=== Text passage ===

At the annual conference of the International Bar Association, that took place in Boston, U.S.A. in October 2013, the Taxes Committee of the IBA presented a panel discussion named “Tax residency: coming or going: do you know where you are?” on tax residency issues and how these are tackled in various jurisdictions.
Theodoros Skouzos was the reporter of the session to the Taxes Committee, and this report was published on Vol. 20 No 1 of the Taxes newsletter issued by the Legal Practice Division of the IBA (February 2014).
This presentation is a summary of what was discussed in the session.
The panel1 reviewed where companies and other entities are treated as being resident for tax purposes, a question which has become more important due to globalization, executive mobility and the growth of online business. Passing or failing the tests for corporate residence has significant implications for the tax position under both domestic law and international treaties. The panel also considered some technical and practical aspects of corporate redomiciliation and migration.
Netherlands- Wendy Moes
The main question is how tax residency is determined. Based on the Dutch law, any company that is incorporated in the Netherlands is considered a Dutch tax resident, unless another country with which the Netherlands has concluded a tax treaty successfully claims its tax residency. The place of effective management is decisive to determine the tax residency. So, we look at where important meetings take place and where the majority of the board of the directors is present. It's not merely finding “flyouts” for meetings; the decision-making should be made in the Netherlands. As an exception to the tie-breaker rule, we also have tax treaties where the tax residency is determined by way of a mutual agreement procedure, and recently we included that in the Dutch-UK tax treaty. But that's really the exception, because it can lead to uncertainty as long as there is no agreement between the countries. So, if a Dutch company is considered a resident of another country with a tax treaty, that company is still regarded as tax payer for Dutch tax purposes, and that means essentially that such a company will still file an annual Dutch tax return and it is still liable to Dutch dividend tax.

=== Record set ===

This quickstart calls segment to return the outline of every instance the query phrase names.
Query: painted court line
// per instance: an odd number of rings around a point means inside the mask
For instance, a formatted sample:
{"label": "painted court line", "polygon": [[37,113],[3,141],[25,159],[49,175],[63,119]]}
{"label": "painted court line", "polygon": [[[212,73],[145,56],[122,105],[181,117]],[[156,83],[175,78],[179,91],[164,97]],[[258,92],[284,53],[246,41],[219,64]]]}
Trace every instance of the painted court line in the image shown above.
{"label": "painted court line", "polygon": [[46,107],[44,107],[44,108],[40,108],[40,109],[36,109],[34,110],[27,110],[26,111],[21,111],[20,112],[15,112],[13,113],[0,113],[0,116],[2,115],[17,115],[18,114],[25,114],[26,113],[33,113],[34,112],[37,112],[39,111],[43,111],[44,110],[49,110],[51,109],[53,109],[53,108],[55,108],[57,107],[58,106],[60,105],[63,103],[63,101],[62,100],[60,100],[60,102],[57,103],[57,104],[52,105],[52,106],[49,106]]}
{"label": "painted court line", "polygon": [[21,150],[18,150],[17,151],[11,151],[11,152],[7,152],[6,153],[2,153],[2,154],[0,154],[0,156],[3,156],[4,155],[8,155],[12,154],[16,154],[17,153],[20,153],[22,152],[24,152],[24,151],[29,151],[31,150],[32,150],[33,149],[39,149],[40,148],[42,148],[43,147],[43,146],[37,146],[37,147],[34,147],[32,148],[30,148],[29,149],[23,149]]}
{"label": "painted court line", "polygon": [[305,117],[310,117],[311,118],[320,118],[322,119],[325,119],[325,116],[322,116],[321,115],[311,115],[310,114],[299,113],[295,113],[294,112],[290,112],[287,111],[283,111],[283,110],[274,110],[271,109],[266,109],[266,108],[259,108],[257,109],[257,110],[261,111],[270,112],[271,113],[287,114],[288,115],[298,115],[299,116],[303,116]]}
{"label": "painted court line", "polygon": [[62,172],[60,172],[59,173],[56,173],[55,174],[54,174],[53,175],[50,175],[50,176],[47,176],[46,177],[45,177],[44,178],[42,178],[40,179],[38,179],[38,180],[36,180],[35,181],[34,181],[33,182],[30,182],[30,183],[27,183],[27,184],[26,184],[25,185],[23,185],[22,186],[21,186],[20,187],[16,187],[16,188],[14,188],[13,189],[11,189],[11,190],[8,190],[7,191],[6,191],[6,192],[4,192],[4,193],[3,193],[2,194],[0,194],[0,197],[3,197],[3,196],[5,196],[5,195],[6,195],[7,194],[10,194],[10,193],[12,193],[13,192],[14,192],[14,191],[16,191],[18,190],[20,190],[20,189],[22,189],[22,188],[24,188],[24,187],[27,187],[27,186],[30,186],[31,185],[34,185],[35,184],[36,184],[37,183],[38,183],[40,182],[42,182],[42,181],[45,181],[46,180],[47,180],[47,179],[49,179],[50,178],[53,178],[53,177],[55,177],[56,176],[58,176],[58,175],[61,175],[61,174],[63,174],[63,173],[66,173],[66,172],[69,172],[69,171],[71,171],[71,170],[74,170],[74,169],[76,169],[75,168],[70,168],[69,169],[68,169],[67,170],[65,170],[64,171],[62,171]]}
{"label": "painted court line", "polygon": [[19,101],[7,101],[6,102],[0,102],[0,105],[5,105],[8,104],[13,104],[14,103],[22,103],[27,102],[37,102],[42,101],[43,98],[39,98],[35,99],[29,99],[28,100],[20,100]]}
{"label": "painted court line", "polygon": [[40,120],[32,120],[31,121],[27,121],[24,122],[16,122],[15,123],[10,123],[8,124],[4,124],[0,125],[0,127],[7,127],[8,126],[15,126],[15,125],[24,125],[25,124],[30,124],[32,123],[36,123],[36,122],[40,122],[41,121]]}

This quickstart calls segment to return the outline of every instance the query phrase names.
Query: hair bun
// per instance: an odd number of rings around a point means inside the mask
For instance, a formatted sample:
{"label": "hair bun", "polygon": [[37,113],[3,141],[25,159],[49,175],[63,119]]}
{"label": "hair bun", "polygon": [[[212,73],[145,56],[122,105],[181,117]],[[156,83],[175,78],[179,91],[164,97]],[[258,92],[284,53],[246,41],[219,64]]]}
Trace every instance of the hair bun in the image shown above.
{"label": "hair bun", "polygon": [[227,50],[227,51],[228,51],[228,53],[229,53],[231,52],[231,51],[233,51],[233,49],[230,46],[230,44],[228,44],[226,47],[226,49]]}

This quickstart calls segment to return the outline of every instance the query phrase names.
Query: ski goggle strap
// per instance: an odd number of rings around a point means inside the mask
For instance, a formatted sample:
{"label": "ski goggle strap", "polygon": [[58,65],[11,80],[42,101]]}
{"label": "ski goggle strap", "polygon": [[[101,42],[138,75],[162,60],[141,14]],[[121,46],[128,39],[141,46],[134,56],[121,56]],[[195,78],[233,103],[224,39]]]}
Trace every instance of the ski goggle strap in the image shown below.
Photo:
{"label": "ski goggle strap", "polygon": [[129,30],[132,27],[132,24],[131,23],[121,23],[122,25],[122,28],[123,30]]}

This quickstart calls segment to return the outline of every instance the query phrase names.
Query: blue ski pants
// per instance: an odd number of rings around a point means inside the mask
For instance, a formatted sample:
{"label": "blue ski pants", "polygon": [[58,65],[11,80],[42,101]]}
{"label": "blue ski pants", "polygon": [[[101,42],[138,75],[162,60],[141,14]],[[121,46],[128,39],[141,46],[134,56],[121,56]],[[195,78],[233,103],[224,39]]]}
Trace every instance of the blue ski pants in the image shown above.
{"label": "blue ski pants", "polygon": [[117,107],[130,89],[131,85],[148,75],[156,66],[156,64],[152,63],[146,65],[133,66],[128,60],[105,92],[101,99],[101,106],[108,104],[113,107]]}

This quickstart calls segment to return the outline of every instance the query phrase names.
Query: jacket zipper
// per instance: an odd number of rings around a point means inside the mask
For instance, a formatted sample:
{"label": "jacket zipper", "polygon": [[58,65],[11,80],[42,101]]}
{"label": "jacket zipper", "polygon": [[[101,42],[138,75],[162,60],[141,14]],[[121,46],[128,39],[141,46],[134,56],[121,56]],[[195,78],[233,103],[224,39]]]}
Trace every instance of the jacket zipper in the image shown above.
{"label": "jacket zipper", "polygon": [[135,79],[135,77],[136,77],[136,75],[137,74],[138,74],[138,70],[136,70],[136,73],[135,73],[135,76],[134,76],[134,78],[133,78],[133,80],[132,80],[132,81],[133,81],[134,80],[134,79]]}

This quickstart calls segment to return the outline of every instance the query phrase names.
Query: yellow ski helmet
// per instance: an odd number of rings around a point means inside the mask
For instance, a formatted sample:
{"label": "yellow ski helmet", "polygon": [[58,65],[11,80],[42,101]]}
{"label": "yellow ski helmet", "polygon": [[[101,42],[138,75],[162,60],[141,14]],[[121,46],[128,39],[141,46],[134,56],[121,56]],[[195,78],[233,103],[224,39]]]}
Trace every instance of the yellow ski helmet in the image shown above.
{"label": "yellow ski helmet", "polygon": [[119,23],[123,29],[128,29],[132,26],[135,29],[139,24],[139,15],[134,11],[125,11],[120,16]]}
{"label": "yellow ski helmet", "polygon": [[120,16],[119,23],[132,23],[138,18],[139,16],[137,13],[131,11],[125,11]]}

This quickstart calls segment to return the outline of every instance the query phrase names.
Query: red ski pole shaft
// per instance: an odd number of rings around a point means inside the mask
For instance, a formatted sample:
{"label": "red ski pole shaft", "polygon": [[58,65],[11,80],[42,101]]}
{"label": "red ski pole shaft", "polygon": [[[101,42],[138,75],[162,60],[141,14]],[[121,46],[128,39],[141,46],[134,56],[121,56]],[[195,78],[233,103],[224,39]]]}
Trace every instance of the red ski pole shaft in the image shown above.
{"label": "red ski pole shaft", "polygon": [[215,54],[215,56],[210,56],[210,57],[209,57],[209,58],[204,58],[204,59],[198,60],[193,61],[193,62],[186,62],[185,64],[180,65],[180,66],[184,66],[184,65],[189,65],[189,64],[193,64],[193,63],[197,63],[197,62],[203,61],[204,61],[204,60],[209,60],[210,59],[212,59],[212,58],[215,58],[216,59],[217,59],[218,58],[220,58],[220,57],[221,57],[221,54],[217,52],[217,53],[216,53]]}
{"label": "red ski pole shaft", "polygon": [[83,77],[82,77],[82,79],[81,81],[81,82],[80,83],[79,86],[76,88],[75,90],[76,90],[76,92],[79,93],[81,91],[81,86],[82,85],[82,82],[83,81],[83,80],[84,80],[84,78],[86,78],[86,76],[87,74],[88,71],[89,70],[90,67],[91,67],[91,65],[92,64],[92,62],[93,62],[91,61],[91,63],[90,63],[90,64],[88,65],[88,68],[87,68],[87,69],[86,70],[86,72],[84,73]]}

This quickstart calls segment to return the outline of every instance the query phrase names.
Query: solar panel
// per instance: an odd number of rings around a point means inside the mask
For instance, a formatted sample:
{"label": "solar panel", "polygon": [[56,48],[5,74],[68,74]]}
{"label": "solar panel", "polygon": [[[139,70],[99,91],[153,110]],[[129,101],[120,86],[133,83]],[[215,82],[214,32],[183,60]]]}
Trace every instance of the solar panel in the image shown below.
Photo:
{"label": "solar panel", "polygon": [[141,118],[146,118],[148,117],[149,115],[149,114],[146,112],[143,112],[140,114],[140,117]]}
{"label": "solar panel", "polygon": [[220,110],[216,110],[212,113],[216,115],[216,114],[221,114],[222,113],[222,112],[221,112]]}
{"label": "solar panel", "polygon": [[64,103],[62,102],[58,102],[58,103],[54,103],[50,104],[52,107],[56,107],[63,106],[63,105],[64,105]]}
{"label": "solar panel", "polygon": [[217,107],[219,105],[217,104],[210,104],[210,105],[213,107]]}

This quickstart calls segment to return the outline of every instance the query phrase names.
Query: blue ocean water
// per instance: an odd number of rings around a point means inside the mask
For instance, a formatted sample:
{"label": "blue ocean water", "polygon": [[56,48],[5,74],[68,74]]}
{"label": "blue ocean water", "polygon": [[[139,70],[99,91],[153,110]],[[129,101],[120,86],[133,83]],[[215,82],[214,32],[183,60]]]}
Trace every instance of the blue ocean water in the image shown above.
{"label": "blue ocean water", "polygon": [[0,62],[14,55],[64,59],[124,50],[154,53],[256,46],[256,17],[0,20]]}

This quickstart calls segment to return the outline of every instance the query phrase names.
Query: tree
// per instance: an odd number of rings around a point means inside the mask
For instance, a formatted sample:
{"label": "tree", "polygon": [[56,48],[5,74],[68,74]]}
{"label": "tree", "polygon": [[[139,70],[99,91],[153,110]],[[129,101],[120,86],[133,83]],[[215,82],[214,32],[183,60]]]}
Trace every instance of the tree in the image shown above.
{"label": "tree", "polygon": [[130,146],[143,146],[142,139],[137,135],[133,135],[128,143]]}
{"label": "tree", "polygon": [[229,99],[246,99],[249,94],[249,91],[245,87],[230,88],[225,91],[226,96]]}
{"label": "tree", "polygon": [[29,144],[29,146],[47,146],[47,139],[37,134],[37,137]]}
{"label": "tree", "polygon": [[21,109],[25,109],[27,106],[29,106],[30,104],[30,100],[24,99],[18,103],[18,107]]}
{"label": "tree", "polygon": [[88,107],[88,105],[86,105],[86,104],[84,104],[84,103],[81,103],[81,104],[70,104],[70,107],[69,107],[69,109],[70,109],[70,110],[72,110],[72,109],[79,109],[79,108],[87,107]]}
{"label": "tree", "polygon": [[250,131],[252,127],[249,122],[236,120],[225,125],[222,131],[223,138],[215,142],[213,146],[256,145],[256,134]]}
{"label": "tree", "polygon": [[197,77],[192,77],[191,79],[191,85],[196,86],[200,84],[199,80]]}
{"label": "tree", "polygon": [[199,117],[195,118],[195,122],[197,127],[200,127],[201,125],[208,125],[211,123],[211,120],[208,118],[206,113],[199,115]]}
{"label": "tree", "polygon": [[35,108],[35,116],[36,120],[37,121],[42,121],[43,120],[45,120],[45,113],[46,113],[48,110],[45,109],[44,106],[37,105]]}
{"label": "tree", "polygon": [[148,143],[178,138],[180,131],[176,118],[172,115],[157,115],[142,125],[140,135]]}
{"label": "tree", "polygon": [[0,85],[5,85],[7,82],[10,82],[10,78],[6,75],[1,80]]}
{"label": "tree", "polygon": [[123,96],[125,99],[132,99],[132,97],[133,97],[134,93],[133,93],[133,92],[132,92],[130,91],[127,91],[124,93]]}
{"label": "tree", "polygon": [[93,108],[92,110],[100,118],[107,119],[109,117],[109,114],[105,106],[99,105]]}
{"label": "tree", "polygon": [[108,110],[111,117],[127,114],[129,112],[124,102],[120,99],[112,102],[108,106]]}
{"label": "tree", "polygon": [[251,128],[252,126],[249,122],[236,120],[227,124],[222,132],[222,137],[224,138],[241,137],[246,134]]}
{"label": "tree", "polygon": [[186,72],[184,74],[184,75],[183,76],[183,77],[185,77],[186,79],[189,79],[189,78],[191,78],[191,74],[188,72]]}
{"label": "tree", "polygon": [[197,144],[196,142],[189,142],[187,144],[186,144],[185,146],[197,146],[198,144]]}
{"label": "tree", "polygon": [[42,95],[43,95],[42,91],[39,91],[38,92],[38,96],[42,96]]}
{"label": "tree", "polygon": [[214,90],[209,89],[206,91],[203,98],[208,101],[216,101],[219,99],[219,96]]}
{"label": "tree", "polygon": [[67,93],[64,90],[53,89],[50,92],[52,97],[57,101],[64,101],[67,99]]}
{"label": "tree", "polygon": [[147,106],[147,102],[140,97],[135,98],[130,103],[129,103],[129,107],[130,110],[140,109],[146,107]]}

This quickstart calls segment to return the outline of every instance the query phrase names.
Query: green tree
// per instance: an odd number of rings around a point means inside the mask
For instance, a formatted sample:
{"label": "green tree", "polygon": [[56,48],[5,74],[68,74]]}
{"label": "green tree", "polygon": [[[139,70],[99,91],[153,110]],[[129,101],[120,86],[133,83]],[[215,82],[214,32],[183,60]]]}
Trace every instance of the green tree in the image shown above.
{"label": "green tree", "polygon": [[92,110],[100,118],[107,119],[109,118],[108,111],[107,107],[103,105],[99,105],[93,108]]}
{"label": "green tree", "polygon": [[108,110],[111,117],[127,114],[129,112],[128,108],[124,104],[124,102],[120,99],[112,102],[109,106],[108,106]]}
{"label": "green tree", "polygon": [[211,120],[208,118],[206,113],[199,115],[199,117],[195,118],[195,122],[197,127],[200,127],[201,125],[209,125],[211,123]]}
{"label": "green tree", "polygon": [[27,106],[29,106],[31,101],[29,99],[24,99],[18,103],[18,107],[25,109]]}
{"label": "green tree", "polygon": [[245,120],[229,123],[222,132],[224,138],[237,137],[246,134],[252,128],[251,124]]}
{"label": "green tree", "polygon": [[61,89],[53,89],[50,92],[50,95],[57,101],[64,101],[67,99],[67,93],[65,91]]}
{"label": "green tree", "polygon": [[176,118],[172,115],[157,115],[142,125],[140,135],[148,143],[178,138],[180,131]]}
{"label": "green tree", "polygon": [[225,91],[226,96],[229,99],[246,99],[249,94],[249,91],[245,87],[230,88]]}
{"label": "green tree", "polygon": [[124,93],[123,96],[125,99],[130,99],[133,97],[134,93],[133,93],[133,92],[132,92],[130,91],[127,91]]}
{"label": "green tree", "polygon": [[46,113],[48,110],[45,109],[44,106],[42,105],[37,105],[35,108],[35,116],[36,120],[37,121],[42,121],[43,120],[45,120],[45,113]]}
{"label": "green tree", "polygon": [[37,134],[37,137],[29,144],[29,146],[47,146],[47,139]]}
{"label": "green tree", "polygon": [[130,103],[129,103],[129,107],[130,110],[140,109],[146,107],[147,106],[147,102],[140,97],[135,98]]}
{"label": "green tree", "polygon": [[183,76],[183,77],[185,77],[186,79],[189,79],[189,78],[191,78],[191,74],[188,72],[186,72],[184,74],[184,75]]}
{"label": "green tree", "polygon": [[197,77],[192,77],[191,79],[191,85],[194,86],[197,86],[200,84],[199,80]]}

===

### Complete the following
a) Answer these questions from the tax residency report:
(i) In which city and month was the IBA conference held?
(ii) Which newsletter issue published the session report?
(iii) Under Dutch law, what is decisive for determining tax residency?
b) According to the tax residency report, why is settling tax residency by a mutual agreement procedure only an exception in Dutch tax treaties?
c) How might the tax residency report go on? Carry it further from its last sentence.
The material that comes after the text stands apart from it and is not part of the report.

### Answers
a)
(i) Boston, U.S.A., in October 2013.
(ii) Vol. 20 No 1 of the Taxes newsletter, issued by the Legal Practice Division of the IBA in February 2014.
(iii) The place of effective management.

b) It is only an exception because it can lead to uncertainty as long as the countries have not reached agreement.

c)
Canada - David Fox
When we're talking about residency issues under tax treaties and highlights of the past year from the Canadian perspective, we have to note the Canada-Hong Kong tax treaty. From a Canadian perspective, residency of a party is straightforward because it is based on enumerated grounds. But in Hong Kong, residency has a different significance. So what this point about the place of incorporation, central management and control leads to, is that there are no tie-breaking rules2 in the treaty for residency with respect to corporations. So, if we consider a situation in which a corporation is incorporated in Hong Kong but centrally managed and controlled in Canada or vice versa, the question regarding residency is raised, and to the extent that this corporation is resident in both countries, it has to go to the competent authorities. The anti-treaty shopping3 paragraphs basically provide that the benefits of the reduced withholding rates are not going to apply if a main purpose test is met. However, this main purpose test is extremely broad;
Hong Kong - Steven Sieker
Tax residency is not a concept under Hong Kong domestic law; that's one of the problems with Hong Kong's treaties, that residency has never been used as a basis for taxation, so the fact that you are a resident of Hong Kong is not, strictly speaking, relevant to taxation. When Hong Kong was entering -very recently- into its first double tax agreements with various countries, it needed to adopt a concept of residency for treaty purposes that is foreign to domestic law. So, we have this unique concept under Hong Kong's treaties whereby being incorporated in Hong Kong is sufficient for you to claim treaty benefits; under the normal circumstances, you would not be liable to tax on foreign sourced income. It would be interesting to see how this plays out in practice, because it means that, for many purposes, Hong Kong will be an ideal jurisdiction for holding companies.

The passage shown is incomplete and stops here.